### [Aim of the task]
Reproduce the material below verbatim, omitting the pictures.

### [Dataset excerpts]
/---

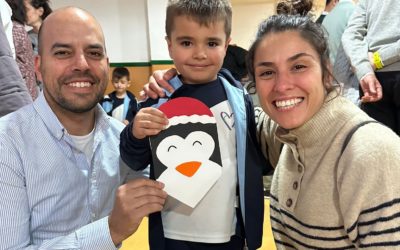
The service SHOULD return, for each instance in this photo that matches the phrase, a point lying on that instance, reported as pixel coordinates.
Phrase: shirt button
(289, 203)
(299, 168)
(295, 185)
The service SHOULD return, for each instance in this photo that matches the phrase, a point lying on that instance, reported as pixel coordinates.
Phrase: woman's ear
(328, 75)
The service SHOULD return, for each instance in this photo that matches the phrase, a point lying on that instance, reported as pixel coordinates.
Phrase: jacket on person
(249, 165)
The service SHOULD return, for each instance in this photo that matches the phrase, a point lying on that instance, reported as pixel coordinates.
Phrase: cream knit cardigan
(322, 199)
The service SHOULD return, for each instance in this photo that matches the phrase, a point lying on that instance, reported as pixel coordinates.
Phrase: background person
(23, 47)
(121, 103)
(372, 42)
(13, 91)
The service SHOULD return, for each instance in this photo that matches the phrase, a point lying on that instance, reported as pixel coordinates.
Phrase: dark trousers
(387, 110)
(236, 243)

\---

### [Expected answer]
The service SHOULD return, for each instance in this photo that matches the phrase, a point lying on that instance, reported as pixel coordinates.
Phrase: shirt button
(289, 203)
(299, 168)
(295, 185)
The service SHOULD return, for each instance in this photo that matches the phrase, a point lying on that instance, reported as pixel coordinates.
Phrase: woman's ear
(328, 75)
The service SHOULD return, for each instance in this photo that matches the phrase, a point lying on that instance, reported as pixel coordinates.
Phrase: jacket on person
(249, 165)
The service SHOULD return, for each instance in this photo that matches the phrase, a point lying on that instance, reported as pixel coordinates.
Phrase: cream knit cardigan
(322, 199)
The service SHOULD return, for each instance in this photo that matches the phrase, a point lying on that instance, reported as pixel coordinates.
Phrase: background person
(23, 47)
(121, 103)
(372, 42)
(13, 91)
The service SHOULD return, for each instance in this photo that matches the phrase, a point lying on that instance, reported as pixel coordinates.
Phrase: dark trousers
(387, 110)
(236, 243)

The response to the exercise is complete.